__REQUIRED ACTION 1__:
According to the watercress text, which skin problems can a lotion of bruised leaves or watercress juice clear from the face?
__REQUIRED ACTION 2__:
According to the watercress text, by what average percentage can watercress reduce blood triglyceride levels?

__SUPPLIED TEXT__:
Watercress is known for its antiscorbutic qualities. The leaves bruised or the juice from watercress can free the face of blotches, spots and blemishes when applied as a lotion. A daily portion of watercress in cancer patients has the ability to reduce DNA to a significant level and to increase those cells to resist further DNA damage caused by free radicals. Watercress also has the ability to reduce in blood triglyceride levels by an average of 10%.
Significant increase in blood levels of lutein and beta carotene which have antioxidant activity by 100% and 33% respectively can be seen by regular intake of watercress. These are associated with a lower incidence of eye diseases such as cataract and age related macular degeneration.
Cooking with Watercress
Most Westerners consume watercress raw. In East, it is blanched, the moisture removed and then chopped and tossed with a light edible oil dressing. Chinese often stir watercress with a little salt, sugar and wine or use it in soups. Watercress can be best stored in the refrigerator with its stems in water and the leaves loosely covered with a plastic bag.

__Saved data entries__:
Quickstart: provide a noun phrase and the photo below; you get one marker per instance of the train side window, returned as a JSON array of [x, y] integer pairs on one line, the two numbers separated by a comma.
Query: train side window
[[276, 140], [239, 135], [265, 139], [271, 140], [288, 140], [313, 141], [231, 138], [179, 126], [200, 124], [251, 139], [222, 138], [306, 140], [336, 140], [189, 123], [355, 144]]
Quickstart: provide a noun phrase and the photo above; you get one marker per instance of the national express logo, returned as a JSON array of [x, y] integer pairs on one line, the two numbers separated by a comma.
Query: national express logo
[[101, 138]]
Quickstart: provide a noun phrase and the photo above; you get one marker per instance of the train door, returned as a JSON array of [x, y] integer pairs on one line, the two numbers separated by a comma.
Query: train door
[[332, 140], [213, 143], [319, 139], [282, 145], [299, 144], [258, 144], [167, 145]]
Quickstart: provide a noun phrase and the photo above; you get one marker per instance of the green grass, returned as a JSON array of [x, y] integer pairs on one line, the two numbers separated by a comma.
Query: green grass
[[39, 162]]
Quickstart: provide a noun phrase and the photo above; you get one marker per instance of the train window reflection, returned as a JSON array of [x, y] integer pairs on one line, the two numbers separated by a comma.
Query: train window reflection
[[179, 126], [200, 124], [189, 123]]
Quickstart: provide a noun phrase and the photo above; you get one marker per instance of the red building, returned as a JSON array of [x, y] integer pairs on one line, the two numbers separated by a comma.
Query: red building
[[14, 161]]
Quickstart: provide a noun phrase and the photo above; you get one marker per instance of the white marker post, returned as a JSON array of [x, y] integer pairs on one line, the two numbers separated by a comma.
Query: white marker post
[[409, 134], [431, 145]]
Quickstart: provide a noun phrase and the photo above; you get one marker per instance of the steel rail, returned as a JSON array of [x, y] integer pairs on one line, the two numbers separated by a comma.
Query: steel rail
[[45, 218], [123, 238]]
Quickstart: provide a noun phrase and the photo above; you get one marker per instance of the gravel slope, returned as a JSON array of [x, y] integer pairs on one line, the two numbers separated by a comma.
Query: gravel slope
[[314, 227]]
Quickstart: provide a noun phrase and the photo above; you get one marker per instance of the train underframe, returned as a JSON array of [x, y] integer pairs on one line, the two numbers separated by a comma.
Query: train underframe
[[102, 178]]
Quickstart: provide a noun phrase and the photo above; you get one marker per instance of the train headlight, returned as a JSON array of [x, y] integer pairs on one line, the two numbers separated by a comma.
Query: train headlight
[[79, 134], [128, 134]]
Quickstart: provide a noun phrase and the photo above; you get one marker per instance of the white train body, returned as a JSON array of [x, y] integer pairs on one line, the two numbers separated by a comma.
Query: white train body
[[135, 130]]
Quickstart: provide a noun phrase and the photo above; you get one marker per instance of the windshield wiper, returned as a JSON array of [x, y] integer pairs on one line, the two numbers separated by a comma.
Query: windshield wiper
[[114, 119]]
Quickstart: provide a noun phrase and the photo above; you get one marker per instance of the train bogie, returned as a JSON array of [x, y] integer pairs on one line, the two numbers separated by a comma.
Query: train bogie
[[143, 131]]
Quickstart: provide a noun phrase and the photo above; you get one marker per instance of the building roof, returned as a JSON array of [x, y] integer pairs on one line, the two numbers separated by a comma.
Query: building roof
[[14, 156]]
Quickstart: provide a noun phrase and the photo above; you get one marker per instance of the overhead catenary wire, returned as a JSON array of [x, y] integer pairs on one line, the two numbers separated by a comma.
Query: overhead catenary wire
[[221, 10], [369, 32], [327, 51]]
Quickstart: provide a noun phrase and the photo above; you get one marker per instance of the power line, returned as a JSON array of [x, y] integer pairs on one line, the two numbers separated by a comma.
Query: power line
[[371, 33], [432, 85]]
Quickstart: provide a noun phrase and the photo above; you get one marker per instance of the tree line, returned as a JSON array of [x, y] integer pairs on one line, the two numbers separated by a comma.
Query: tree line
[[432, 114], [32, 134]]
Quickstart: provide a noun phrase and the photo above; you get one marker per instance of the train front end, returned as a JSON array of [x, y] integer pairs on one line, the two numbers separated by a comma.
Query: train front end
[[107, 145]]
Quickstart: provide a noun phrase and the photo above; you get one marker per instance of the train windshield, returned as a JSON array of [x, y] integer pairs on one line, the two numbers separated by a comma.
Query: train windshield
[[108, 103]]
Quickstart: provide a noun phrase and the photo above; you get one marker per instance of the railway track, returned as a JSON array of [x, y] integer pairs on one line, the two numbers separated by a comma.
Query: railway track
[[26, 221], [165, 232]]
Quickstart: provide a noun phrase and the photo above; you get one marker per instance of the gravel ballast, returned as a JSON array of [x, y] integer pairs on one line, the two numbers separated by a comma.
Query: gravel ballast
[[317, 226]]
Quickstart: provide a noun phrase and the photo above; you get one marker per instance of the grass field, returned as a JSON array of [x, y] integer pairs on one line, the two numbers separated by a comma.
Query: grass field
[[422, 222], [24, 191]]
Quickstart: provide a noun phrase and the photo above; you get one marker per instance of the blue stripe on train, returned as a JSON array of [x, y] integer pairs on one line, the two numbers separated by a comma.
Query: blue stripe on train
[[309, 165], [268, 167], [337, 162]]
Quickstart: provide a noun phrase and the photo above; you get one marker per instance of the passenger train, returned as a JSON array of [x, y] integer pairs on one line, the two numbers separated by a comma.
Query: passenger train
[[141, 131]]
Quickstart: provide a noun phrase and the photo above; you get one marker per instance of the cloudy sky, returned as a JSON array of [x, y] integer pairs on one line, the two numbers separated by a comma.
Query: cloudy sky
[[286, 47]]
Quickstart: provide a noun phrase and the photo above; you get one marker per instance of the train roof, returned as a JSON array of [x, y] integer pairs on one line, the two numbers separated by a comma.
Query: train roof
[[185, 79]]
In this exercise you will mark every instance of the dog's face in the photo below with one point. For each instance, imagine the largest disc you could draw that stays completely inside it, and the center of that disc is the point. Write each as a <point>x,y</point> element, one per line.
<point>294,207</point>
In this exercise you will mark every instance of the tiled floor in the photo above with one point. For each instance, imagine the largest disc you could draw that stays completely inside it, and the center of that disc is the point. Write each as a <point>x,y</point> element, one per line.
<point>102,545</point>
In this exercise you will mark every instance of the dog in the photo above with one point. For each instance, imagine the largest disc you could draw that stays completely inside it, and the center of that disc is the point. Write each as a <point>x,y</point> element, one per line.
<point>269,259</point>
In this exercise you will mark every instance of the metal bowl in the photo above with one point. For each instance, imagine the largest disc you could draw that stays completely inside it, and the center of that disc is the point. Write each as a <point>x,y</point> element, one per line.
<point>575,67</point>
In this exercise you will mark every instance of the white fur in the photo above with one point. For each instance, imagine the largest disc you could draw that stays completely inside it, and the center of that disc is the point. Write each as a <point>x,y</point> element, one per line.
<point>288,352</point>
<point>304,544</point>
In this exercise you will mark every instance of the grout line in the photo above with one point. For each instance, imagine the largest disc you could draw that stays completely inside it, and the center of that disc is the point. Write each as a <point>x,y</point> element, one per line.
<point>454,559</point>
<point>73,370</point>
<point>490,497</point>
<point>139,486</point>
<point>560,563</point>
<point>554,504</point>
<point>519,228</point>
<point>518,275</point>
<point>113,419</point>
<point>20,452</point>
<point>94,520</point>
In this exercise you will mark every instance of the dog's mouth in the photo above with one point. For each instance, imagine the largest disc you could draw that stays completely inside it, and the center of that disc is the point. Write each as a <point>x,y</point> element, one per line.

__TASK RESPONSE 1__:
Blotches, spots and blemishes.

__TASK RESPONSE 2__:
By an average of 10%.